Exercise => The answer must consist solely of the lines from the one containing "like point(138, 245)." to the end of the entries below, repeated exactly.

(Provided records begins)

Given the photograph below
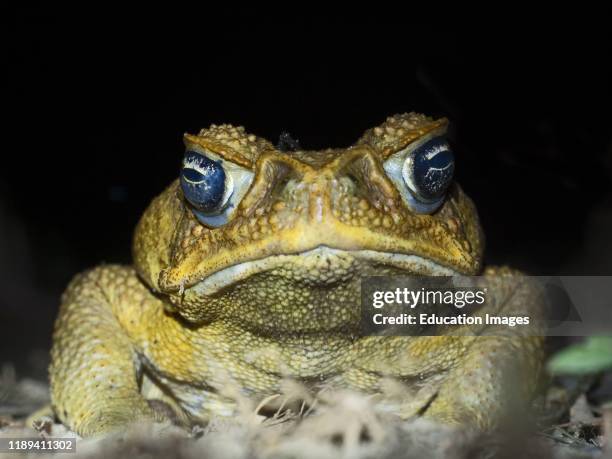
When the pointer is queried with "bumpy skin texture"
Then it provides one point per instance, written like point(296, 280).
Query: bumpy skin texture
point(274, 294)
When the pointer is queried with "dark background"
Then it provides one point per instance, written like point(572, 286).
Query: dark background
point(96, 103)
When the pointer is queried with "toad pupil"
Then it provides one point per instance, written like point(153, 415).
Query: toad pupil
point(203, 182)
point(429, 171)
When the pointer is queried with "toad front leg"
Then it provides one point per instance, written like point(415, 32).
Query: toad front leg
point(94, 369)
point(496, 375)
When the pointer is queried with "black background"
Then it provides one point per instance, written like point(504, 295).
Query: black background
point(96, 103)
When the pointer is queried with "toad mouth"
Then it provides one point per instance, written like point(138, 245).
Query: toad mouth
point(412, 264)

(Provided records ends)

Response below =>
Then it provides one point per instance, written like point(138, 245).
Query: toad mouth
point(412, 264)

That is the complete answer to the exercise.